* [Records to process]:
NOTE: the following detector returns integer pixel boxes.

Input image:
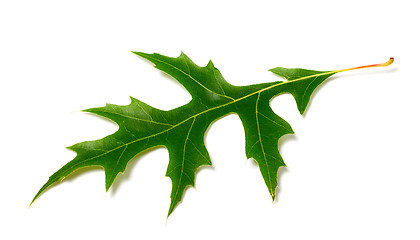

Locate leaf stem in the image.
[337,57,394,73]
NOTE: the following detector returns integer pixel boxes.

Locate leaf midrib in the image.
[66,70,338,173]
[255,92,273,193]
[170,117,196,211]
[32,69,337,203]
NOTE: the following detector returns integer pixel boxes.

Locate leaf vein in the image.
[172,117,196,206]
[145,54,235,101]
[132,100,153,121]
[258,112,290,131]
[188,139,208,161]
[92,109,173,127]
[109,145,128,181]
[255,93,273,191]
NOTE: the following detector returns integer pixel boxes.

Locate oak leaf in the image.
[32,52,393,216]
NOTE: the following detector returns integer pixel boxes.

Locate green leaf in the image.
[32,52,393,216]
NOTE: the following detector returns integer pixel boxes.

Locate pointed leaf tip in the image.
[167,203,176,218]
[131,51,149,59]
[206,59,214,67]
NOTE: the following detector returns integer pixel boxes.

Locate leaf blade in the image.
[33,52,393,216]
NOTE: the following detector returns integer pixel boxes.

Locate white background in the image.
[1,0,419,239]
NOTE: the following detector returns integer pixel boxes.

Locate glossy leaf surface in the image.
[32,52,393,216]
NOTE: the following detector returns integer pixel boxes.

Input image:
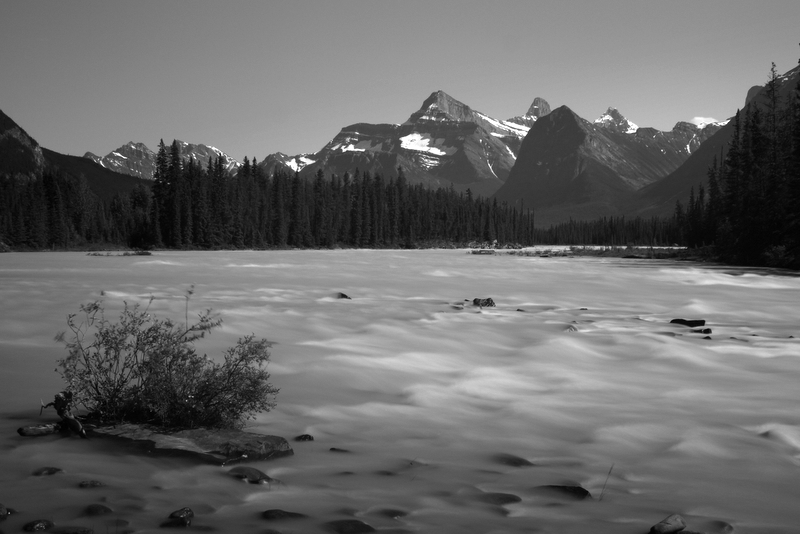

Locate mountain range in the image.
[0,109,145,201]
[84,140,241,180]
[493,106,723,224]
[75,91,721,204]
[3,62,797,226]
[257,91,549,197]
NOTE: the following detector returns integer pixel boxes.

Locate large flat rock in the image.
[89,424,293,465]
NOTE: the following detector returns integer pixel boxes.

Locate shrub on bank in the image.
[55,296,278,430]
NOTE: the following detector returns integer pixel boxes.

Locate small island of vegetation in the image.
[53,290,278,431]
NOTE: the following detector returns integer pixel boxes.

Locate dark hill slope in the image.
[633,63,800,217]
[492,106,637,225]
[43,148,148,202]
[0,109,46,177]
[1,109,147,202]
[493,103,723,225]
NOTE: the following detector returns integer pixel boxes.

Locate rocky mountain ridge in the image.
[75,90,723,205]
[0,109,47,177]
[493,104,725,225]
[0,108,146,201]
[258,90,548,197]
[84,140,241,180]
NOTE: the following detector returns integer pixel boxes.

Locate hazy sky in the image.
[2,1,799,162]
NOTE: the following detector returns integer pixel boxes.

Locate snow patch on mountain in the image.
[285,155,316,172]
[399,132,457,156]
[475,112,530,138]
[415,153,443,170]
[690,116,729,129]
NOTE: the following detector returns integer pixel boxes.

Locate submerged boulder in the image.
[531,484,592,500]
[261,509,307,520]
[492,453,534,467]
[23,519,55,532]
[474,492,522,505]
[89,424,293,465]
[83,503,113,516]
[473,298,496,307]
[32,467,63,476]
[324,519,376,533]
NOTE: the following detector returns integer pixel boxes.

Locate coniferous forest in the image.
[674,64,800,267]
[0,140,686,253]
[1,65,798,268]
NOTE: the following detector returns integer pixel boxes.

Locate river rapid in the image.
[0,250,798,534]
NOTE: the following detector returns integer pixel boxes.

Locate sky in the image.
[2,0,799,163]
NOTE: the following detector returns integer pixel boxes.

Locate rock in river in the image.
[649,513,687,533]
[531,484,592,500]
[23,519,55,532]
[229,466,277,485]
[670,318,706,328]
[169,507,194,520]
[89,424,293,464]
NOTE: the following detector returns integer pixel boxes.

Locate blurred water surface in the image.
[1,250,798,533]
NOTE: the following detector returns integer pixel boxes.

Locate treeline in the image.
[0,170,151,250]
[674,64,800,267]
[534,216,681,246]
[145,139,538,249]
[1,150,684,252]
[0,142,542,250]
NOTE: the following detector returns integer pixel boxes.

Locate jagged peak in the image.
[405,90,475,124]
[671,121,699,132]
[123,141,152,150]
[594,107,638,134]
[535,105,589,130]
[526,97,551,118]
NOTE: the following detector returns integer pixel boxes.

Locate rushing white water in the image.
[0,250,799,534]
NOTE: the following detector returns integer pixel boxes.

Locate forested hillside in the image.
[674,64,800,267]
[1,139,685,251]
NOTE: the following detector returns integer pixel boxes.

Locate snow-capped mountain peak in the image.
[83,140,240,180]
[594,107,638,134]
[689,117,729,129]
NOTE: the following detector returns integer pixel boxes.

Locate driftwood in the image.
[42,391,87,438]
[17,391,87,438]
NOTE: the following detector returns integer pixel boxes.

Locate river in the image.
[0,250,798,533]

* [Exercise requirements]: Only the pictures are to be dropped; the rest of the material above must be duplicated exactly.

* [Exercise result]:
NOTE: the following detector returns integer pixel boxes.

Input image:

Locate leaf stem in the image.
[337,57,394,73]
NOTE: the following detector returns integer pixel boxes.

Locate leaf midrib in the image.
[66,70,338,173]
[255,92,273,193]
[170,117,196,211]
[32,69,337,203]
NOTE: the following detector returns integer pixel boxes.

Locate leaf vein in the image.
[172,117,196,206]
[145,54,235,101]
[132,100,153,121]
[258,112,290,131]
[188,139,208,161]
[92,109,173,127]
[109,145,128,181]
[255,93,273,191]
NOTE: the following detector returns integer pixel boxes.

Locate oak leaf in the image.
[32,52,393,216]
NOTE: the following detector returns integer pixel boxes.

Locate green leaf in the image.
[32,52,393,216]
NOTE: the following detector returns integer pixel boxes.

Locate pointed leaf tip in the image.
[167,203,176,218]
[131,51,149,59]
[206,59,214,67]
NOTE: the following detector returns integer pixel boxes.

Locate leaf blade in the image.
[33,52,393,216]
NOTE: the following detector returns integer pixel boxes.

Locate white background in the image.
[1,0,419,239]
NOTE: the following detector returns integer pixel boxes.

Locate glossy leaf surface in the image.
[32,52,393,216]
NOTE: the following detector returns integer pixel boxes.

Input image:

Locate mountain range in the image.
[0,109,145,201]
[84,140,241,180]
[493,106,723,224]
[75,91,721,204]
[3,62,797,226]
[257,91,549,197]
NOTE: the following detector returns integer pixel boxes.

Locate large flat rock in the image.
[89,424,293,465]
NOTE: the following detector returns integer pixel boxes.

Locate shrub on bank in the image.
[55,296,278,430]
NOTE: the following detector returns integer pixel boxes.

Locate small island of vegetation in the image.
[53,290,278,431]
NOTE: the following detector returns integer pixel boxes.

Locate dark hill slope in the image.
[633,63,800,217]
[492,106,637,225]
[43,148,148,202]
[0,109,46,177]
[1,109,147,202]
[493,103,723,225]
NOTE: the following detector returns integer pixel boxes.

Locate rocky mountain ridge in the image.
[75,90,723,205]
[0,109,47,177]
[493,104,725,225]
[0,108,146,201]
[258,90,548,197]
[84,140,241,180]
NOTE: the following detector returns integer pixel boxes.

Locate hazy sky in the image.
[2,1,799,162]
NOTE: the following detector returns integer pixel boxes.

Locate snow patch on mountain in the image.
[285,155,316,172]
[399,132,457,156]
[475,112,530,138]
[415,153,443,170]
[690,116,729,129]
NOTE: the following detector returns integer pixel boxes.

Locate submerged boulder in the image.
[531,484,592,500]
[261,509,307,520]
[492,453,534,467]
[23,519,55,532]
[474,492,522,505]
[89,424,293,465]
[83,503,113,516]
[473,298,496,307]
[32,467,63,476]
[324,519,376,533]
NOTE: the following detector returns integer pixel boxes.

Locate coniferous forest in the image.
[674,64,800,267]
[0,140,686,253]
[1,65,798,268]
NOTE: the following detector returns integer pixel boxes.

Locate river rapid in the image.
[0,250,798,534]
NOTE: the following detector returns integer pixel boxes.

Locate sky in the image.
[2,0,799,163]
NOTE: the following detector returns integer pixel boxes.

Locate rock in river in the image.
[649,513,687,533]
[531,484,592,500]
[23,519,55,532]
[229,466,277,485]
[670,318,706,328]
[169,507,194,520]
[89,424,293,464]
NOTE: the following detector returns integer pixel boxes.

Locate blurred water surface in the image.
[1,250,798,533]
NOTE: the following detector returns integer pixel boxes.

Locate treeline in the image.
[0,170,151,250]
[674,64,800,267]
[534,216,681,246]
[145,139,538,249]
[1,150,684,252]
[0,142,542,250]
NOTE: the following detector returns integer pixel boxes.

Locate jagged peak in the image.
[405,90,475,124]
[671,121,699,132]
[123,141,152,150]
[594,107,638,134]
[535,105,589,130]
[526,97,551,118]
NOTE: the following detector returns integer pixel boxes.

Locate rushing white water in the image.
[0,250,799,534]
NOTE: the following detector returns integer pixel boxes.

Locate forested hillside in the image.
[674,64,800,267]
[1,139,685,251]
NOTE: the following detector returns integer pixel boxes.

Locate snow-capped mountain peak in the image.
[83,140,240,180]
[594,107,638,134]
[689,117,729,129]
NOTE: the following detector returns integer pixel boxes.

Locate driftwood in the image.
[42,391,87,438]
[17,391,87,438]
NOTE: the following detector returns integer pixel boxes.

Locate river in the image.
[0,250,798,533]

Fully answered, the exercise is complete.